What is required: Rewrite all the lines that follow, putting "with one point" wherever "with a dot" occurs and leaving everything else unchanged.

Records for this task:
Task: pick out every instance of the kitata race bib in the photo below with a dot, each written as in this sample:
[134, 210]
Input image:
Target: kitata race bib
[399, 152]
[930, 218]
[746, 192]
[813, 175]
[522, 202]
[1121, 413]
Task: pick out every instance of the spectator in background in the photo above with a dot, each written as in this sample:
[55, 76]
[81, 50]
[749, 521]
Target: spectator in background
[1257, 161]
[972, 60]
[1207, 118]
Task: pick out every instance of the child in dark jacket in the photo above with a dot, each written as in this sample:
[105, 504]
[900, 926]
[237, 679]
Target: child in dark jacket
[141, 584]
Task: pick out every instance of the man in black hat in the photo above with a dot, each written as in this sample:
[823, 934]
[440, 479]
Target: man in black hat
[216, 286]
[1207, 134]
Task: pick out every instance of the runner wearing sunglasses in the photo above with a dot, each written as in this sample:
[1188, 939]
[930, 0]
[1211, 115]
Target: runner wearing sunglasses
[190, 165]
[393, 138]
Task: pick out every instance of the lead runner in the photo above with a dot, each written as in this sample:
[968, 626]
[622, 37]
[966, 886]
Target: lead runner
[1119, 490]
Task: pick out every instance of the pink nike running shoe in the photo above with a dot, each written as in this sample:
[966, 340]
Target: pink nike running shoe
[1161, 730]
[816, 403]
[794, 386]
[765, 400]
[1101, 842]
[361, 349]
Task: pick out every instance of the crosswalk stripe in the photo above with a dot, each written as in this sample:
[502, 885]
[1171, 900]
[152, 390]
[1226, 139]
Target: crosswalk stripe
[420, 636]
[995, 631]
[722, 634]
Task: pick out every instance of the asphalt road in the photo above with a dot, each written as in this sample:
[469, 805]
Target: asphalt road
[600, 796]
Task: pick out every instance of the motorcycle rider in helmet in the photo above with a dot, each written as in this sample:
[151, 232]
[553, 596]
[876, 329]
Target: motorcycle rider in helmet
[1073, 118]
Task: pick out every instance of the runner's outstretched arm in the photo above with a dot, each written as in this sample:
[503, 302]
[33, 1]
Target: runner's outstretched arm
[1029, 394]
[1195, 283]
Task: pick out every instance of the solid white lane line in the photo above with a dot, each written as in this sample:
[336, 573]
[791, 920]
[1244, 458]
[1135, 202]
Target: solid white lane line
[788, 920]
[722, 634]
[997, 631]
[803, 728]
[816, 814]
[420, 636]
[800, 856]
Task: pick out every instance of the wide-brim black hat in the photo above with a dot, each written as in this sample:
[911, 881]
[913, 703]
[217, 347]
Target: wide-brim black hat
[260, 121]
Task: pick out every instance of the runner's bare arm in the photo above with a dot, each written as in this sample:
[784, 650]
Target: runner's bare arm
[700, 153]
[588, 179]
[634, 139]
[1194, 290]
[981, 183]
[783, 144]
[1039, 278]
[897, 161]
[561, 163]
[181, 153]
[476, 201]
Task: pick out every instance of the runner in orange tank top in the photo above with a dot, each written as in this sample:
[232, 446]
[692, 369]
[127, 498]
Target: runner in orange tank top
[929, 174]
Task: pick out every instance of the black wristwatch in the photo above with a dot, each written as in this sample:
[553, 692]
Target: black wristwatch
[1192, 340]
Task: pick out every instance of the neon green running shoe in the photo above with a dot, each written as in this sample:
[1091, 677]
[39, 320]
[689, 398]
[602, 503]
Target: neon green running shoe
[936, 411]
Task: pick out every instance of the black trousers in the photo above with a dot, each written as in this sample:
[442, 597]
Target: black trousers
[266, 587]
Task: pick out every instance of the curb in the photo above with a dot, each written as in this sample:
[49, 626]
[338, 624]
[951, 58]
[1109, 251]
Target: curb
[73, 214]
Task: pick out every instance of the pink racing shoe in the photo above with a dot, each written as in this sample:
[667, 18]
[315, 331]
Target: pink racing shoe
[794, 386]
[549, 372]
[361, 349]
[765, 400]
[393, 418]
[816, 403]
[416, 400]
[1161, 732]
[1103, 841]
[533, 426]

Written solution:
Task: pick out every instance of the kitata race bib in the photo below with one point, each written as in this sample:
[134, 210]
Input image:
Target: kitata race bib
[399, 152]
[930, 218]
[746, 192]
[813, 175]
[522, 202]
[1121, 413]
Task: pick out every instance of the spectator in background in the photo above with one point, each written as in this sample:
[55, 76]
[81, 50]
[749, 521]
Target: spectator in background
[1257, 161]
[972, 60]
[1207, 118]
Task: pick out every instance of the child in dark jacket in the photo above with one point, each written as in this sample:
[105, 504]
[900, 926]
[237, 679]
Target: child in dark jacket
[141, 584]
Task: pick out every instance of the man in black hat in the photo above with one point, each written as in this sample:
[823, 934]
[440, 479]
Target: man in black hat
[216, 286]
[1207, 134]
Task: pick out every instance of the runner wearing sunglasses in the photo above with one point, each written as in this sample:
[1188, 939]
[930, 0]
[1211, 115]
Target: runner wearing sunglasses
[190, 165]
[393, 138]
Task: pick out every instance of the lead runner in the photo above with one point, each written as in this sample:
[968, 626]
[622, 37]
[966, 886]
Target: lead runner
[1119, 490]
Task: pick out every instance of the pink nike running shoe in the photo above with one point, each written as in this sample:
[966, 340]
Target: pink nike running shoe
[1161, 730]
[816, 403]
[794, 386]
[765, 400]
[1101, 842]
[361, 349]
Task: pick out every instance of the crosswalk stripe in the photo above with one point, each written as in this sample:
[502, 885]
[1171, 900]
[152, 390]
[1226, 139]
Target: crosswalk stripe
[420, 636]
[995, 631]
[722, 634]
Task: pick out every instance of the asphalt road in the photo above with one point, each written as in this sample:
[469, 805]
Target: asphalt road
[600, 796]
Task: pick out every instance of the motorcycle rider in helmet in the photo above with one point, each written as in this sample:
[151, 232]
[553, 596]
[876, 329]
Target: motorcycle rider in helmet
[1073, 118]
Task: pick out every instance of the runner's outstretched arm in the photo above with one point, each written as in this sample:
[503, 302]
[33, 1]
Target: runner's outstretched arm
[1029, 394]
[1195, 283]
Task: pick out every instance of the solid white lane line in the photo above with one point, each written as in this sample:
[336, 573]
[791, 920]
[1244, 458]
[1135, 202]
Target: solid white lane line
[788, 920]
[722, 634]
[997, 631]
[803, 728]
[816, 814]
[420, 636]
[800, 856]
Task: pick out every instance of the wide-brim black hat in the photo above with one point, each written as in this sample:
[911, 881]
[913, 703]
[217, 347]
Target: wide-brim black hat
[260, 121]
Task: pick out every instance of the runner's bare arm in the photo above with one point, each written as in this sample:
[784, 650]
Target: runner's bare arm
[700, 153]
[588, 179]
[634, 139]
[1194, 290]
[981, 183]
[783, 144]
[1039, 278]
[897, 161]
[561, 163]
[181, 153]
[476, 201]
Task: pick out every instance of the runner in orange tank top in the photo above with one point, each written as in this sample:
[232, 446]
[692, 369]
[127, 498]
Target: runner in orange tank top
[929, 174]
Task: pick out every instance of the black wristwatch in the photo above with one point, each written as in this sample:
[553, 692]
Target: black wristwatch
[1192, 340]
Task: pick out every instance of the neon green running shoe in the photo above with one point, each written as in this sample:
[1091, 677]
[39, 320]
[689, 398]
[602, 503]
Target: neon green running shoe
[936, 411]
Task: pick out every instance of the black trousers in the photo above with one point, each written as in this sample:
[442, 597]
Target: black trousers
[266, 587]
Task: pick out every instance of the curb in the photo above with one point, each written as in this sample:
[49, 626]
[338, 624]
[951, 58]
[1109, 251]
Target: curb
[73, 214]
Task: pick out every instance of the pink racing shoe in the photo above with one point, each written as in this sample:
[667, 18]
[315, 331]
Target: pink racing shoe
[794, 386]
[549, 372]
[361, 349]
[765, 400]
[393, 418]
[816, 403]
[416, 400]
[1161, 732]
[1103, 841]
[533, 426]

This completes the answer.